INSTRUCTIONS FOR THE TASK: Reproduce everything in the listing below, from its first line down to and including the line containing "M 254 95 L 254", and omit the pictures from your copy.

═══ DATASET ROWS ═══

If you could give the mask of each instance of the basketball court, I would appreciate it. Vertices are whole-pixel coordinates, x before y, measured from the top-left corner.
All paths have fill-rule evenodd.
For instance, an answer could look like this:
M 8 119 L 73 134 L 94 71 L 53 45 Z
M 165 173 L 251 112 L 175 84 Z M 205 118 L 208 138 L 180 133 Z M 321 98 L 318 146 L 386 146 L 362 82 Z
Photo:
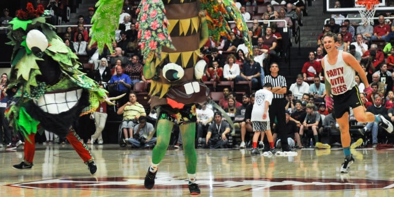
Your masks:
M 182 149 L 168 150 L 156 185 L 144 188 L 151 150 L 89 145 L 97 171 L 91 175 L 71 145 L 37 144 L 31 169 L 12 165 L 22 147 L 0 149 L 0 196 L 189 196 Z M 295 150 L 296 156 L 251 156 L 250 150 L 198 149 L 202 196 L 392 196 L 394 149 L 352 150 L 356 162 L 340 172 L 341 149 Z

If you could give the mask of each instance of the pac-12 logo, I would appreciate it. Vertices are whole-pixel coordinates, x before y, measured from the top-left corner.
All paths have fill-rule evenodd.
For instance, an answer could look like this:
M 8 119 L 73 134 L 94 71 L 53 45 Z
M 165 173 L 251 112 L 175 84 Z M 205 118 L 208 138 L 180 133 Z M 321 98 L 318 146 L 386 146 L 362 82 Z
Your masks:
M 254 95 L 254 102 L 259 105 L 261 105 L 265 98 L 265 94 L 258 93 Z

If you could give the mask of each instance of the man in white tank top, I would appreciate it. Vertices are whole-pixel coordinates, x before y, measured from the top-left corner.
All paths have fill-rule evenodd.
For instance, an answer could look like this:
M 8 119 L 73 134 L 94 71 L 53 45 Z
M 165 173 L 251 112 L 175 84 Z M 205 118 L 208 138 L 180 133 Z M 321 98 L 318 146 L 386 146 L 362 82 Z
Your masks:
M 323 45 L 327 55 L 322 60 L 322 66 L 325 78 L 326 105 L 328 109 L 332 109 L 335 111 L 335 118 L 341 130 L 341 139 L 345 154 L 345 162 L 342 164 L 341 172 L 347 173 L 350 166 L 354 162 L 350 153 L 349 107 L 353 109 L 354 117 L 359 122 L 375 121 L 389 133 L 392 132 L 393 126 L 382 116 L 364 111 L 360 99 L 360 92 L 354 81 L 355 72 L 360 74 L 360 77 L 365 85 L 365 92 L 369 93 L 372 91 L 372 88 L 357 60 L 351 54 L 338 50 L 336 47 L 338 37 L 335 33 L 328 32 L 323 36 Z

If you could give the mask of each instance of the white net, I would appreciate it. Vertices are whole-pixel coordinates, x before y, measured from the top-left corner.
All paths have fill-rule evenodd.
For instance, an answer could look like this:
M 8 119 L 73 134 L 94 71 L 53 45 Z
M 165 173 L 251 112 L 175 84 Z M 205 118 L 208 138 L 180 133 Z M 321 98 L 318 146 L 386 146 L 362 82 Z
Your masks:
M 363 4 L 356 4 L 356 7 L 359 9 L 360 15 L 362 18 L 363 24 L 368 23 L 369 25 L 373 25 L 373 16 L 375 15 L 376 8 L 379 6 L 379 1 L 376 3 L 375 1 L 369 2 L 363 2 Z

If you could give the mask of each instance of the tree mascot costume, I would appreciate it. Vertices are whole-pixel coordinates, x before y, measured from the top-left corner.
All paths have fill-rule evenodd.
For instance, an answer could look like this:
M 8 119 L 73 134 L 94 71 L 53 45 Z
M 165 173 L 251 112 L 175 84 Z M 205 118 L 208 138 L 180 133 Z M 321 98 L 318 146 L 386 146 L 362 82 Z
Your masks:
M 47 11 L 45 11 L 47 12 Z M 79 115 L 94 111 L 100 101 L 113 105 L 106 91 L 79 69 L 78 57 L 45 23 L 44 9 L 28 3 L 10 22 L 8 34 L 14 46 L 10 83 L 16 87 L 7 116 L 14 132 L 25 137 L 25 158 L 18 169 L 33 166 L 34 136 L 41 127 L 66 137 L 91 174 L 97 167 L 88 147 L 80 142 L 73 125 Z
M 123 1 L 100 0 L 93 16 L 92 41 L 99 49 L 114 40 Z M 232 18 L 243 32 L 251 54 L 247 27 L 239 10 L 229 0 L 142 0 L 136 27 L 144 56 L 144 76 L 151 80 L 151 107 L 157 112 L 157 144 L 145 177 L 145 188 L 151 189 L 157 166 L 164 157 L 174 124 L 179 125 L 185 152 L 191 194 L 199 194 L 195 183 L 196 155 L 195 104 L 207 102 L 209 89 L 200 82 L 206 63 L 198 61 L 201 48 L 209 36 L 219 43 L 228 36 L 224 18 Z M 100 20 L 98 20 L 100 19 Z M 110 35 L 109 36 L 108 35 Z

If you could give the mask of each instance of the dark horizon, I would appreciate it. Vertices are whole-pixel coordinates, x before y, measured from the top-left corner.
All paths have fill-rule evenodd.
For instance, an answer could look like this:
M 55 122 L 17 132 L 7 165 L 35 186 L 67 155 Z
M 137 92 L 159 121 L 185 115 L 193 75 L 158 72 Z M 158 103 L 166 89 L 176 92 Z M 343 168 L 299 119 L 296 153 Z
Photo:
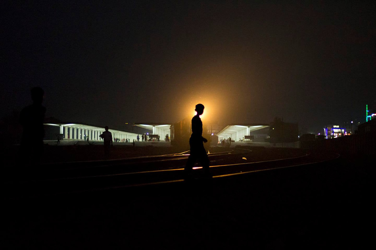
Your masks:
M 365 122 L 376 106 L 376 3 L 13 2 L 1 20 L 1 117 L 45 91 L 46 117 L 299 129 Z M 205 122 L 205 118 L 203 118 Z

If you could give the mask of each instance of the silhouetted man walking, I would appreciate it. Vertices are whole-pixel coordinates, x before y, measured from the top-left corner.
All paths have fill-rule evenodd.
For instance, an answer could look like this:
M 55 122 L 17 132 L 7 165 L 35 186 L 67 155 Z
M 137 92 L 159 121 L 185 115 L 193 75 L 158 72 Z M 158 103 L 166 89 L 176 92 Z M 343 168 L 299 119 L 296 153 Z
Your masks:
M 198 159 L 203 168 L 205 177 L 211 177 L 209 170 L 209 160 L 203 143 L 207 142 L 208 140 L 202 137 L 202 121 L 200 118 L 204 112 L 204 108 L 201 103 L 196 105 L 195 110 L 197 114 L 192 118 L 192 135 L 189 139 L 191 151 L 184 168 L 186 179 L 191 178 L 192 168 Z
M 40 161 L 43 151 L 44 129 L 43 121 L 46 108 L 42 106 L 44 91 L 41 88 L 31 89 L 33 104 L 25 107 L 20 115 L 20 123 L 22 126 L 21 141 L 21 156 L 27 163 Z
M 105 127 L 105 131 L 100 135 L 100 138 L 103 139 L 103 145 L 105 147 L 105 159 L 108 160 L 110 156 L 110 149 L 112 144 L 112 134 L 108 131 L 108 127 Z

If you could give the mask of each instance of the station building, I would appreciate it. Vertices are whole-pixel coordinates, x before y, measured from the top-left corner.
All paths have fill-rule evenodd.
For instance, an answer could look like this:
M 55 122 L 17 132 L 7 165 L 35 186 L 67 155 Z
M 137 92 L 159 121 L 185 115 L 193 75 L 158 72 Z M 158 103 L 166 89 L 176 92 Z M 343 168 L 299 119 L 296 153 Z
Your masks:
M 48 127 L 53 127 L 52 132 L 46 135 L 47 140 L 56 140 L 57 136 L 60 135 L 64 139 L 87 140 L 90 141 L 103 141 L 99 136 L 105 130 L 104 128 L 95 125 L 83 123 L 44 123 Z M 113 140 L 118 138 L 119 141 L 133 142 L 137 140 L 138 134 L 112 128 L 108 129 L 112 135 Z

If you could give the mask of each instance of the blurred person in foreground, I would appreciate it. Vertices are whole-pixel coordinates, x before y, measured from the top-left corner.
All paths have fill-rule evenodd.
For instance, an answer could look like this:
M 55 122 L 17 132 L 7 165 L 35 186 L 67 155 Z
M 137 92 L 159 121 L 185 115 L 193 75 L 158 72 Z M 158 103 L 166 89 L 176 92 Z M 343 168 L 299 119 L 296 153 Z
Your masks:
M 112 134 L 108 131 L 108 127 L 105 127 L 105 131 L 99 136 L 103 139 L 103 145 L 105 146 L 105 159 L 108 160 L 110 156 L 110 150 L 112 146 Z
M 184 178 L 185 180 L 192 178 L 192 168 L 197 159 L 203 169 L 205 177 L 209 178 L 212 177 L 209 170 L 209 158 L 206 151 L 204 147 L 203 142 L 207 142 L 208 140 L 202 137 L 202 121 L 200 118 L 200 116 L 204 112 L 205 108 L 201 103 L 196 105 L 195 110 L 197 114 L 192 118 L 192 135 L 189 139 L 190 152 L 184 168 Z
M 43 151 L 43 121 L 46 108 L 42 106 L 44 91 L 41 88 L 31 89 L 33 104 L 24 108 L 20 115 L 22 126 L 21 156 L 25 163 L 39 162 Z

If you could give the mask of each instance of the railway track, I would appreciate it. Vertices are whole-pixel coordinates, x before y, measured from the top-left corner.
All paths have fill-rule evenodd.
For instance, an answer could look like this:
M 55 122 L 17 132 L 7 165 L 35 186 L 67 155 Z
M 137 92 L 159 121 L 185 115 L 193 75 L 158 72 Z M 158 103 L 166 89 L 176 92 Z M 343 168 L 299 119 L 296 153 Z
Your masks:
M 245 157 L 241 156 L 246 154 L 246 151 L 243 151 L 243 153 L 238 151 L 236 154 L 232 153 L 233 151 L 209 154 L 209 159 L 212 162 L 210 169 L 213 178 L 205 181 L 215 181 L 217 178 L 249 174 L 260 171 L 302 166 L 330 160 L 339 156 L 337 154 L 316 153 L 273 160 L 242 162 L 241 160 Z M 44 178 L 6 182 L 4 183 L 4 189 L 5 193 L 11 196 L 32 196 L 183 182 L 184 181 L 183 166 L 188 157 L 185 154 L 186 154 L 133 157 L 114 161 L 111 162 L 113 163 L 111 164 L 103 165 L 102 162 L 102 164 L 87 166 L 83 169 L 58 168 L 58 171 L 53 172 L 54 175 L 47 176 L 48 178 L 45 178 L 46 176 L 45 175 Z M 169 158 L 170 156 L 171 157 Z M 223 158 L 227 160 L 229 159 L 230 161 L 233 163 L 212 164 L 212 162 L 219 162 L 221 158 Z M 136 159 L 137 160 L 135 163 L 132 161 Z M 133 164 L 130 164 L 131 162 Z M 136 166 L 135 166 L 135 164 Z M 171 165 L 175 167 L 169 166 Z M 103 168 L 107 168 L 105 173 L 98 171 L 103 169 Z M 200 168 L 199 166 L 194 168 L 194 178 L 192 181 L 202 180 Z M 88 169 L 90 170 L 88 172 Z M 86 171 L 83 171 L 84 170 Z M 86 174 L 84 174 L 85 172 Z

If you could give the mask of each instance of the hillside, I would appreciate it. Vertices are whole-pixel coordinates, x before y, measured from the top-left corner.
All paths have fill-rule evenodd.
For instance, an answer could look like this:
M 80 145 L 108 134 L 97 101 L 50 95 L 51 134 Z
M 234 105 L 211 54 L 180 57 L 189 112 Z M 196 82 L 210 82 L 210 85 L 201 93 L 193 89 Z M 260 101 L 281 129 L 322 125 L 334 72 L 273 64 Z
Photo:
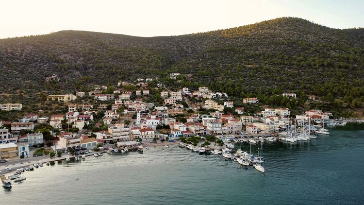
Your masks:
M 230 95 L 303 91 L 350 101 L 364 95 L 364 29 L 282 17 L 173 36 L 64 31 L 0 39 L 0 71 L 1 92 L 86 90 L 147 76 L 173 86 L 167 74 L 177 71 L 192 74 L 182 86 Z M 44 82 L 53 74 L 60 83 Z

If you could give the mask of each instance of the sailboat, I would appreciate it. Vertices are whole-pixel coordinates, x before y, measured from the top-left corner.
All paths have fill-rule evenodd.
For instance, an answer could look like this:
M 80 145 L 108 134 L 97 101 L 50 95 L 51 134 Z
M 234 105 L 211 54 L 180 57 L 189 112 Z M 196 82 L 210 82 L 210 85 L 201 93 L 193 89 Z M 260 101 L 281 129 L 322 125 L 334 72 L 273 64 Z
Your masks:
M 262 142 L 260 143 L 260 157 L 262 158 Z M 258 145 L 258 157 L 259 158 L 259 143 Z M 259 163 L 255 163 L 254 165 L 253 165 L 253 166 L 254 168 L 255 168 L 256 170 L 258 170 L 259 171 L 262 171 L 262 172 L 264 172 L 265 171 L 265 170 L 264 169 L 264 167 L 263 167 L 263 166 L 262 166 L 262 163 L 260 162 Z

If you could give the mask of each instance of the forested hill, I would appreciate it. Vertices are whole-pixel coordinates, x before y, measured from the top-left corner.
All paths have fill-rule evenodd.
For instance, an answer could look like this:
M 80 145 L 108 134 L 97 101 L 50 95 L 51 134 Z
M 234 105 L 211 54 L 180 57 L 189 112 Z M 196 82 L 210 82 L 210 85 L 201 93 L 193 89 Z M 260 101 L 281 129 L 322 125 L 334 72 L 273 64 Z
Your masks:
M 300 90 L 356 98 L 364 95 L 364 29 L 282 17 L 172 36 L 64 31 L 0 39 L 0 71 L 1 92 L 86 90 L 145 77 L 173 86 L 167 76 L 176 71 L 190 74 L 182 86 L 231 95 Z M 53 74 L 60 83 L 44 82 Z

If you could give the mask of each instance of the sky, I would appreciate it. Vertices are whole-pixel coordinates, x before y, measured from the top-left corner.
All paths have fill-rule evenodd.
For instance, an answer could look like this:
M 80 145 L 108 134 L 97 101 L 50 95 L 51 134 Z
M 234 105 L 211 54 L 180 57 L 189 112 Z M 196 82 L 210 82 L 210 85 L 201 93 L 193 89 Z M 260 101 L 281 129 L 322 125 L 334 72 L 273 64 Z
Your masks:
M 283 17 L 364 27 L 363 0 L 1 0 L 0 8 L 0 38 L 69 30 L 181 35 Z

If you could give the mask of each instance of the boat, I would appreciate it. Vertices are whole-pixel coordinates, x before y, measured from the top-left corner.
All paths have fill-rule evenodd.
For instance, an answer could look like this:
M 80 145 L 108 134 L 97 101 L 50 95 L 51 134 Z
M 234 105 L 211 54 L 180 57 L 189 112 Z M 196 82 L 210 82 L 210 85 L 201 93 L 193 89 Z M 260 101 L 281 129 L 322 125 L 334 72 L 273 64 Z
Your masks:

═══

EXPECTED ANSWER:
If you could give the mask of each instance of the basketball court, I would appreciate it. Vertices are whole-pixel coordinates, x before y, measured from the top-left corner.
All paths have fill-rule evenodd.
For instance, an answer could look like this:
M 8 119 L 73 134 L 94 71 L 53 45 Z
M 165 173 L 251 112 L 175 84 Z M 205 118 L 208 138 L 180 133 Z M 321 98 L 318 146 L 386 146 L 362 82 Z
Photo:
Your masks:
M 182 149 L 168 150 L 156 185 L 144 188 L 151 150 L 89 145 L 97 171 L 91 175 L 71 145 L 37 144 L 31 169 L 12 165 L 22 147 L 0 149 L 0 196 L 189 196 Z M 295 150 L 296 156 L 251 156 L 250 150 L 198 149 L 202 196 L 392 196 L 394 149 L 352 150 L 356 162 L 340 172 L 341 149 Z

If you could give the mask of each instance of the pac-12 logo, I would appreciate it. Vertices are whole-pixel coordinates, x before y, measured from the top-left corner.
All paths have fill-rule evenodd.
For instance, an answer could look like this:
M 8 119 L 73 134 L 94 71 L 53 45 Z
M 165 173 L 251 112 L 175 84 Z M 205 118 L 208 138 L 180 133 Z M 321 98 L 318 146 L 386 146 L 362 82 Z
Your masks:
M 254 95 L 254 102 L 259 105 L 261 105 L 265 98 L 265 94 L 258 93 Z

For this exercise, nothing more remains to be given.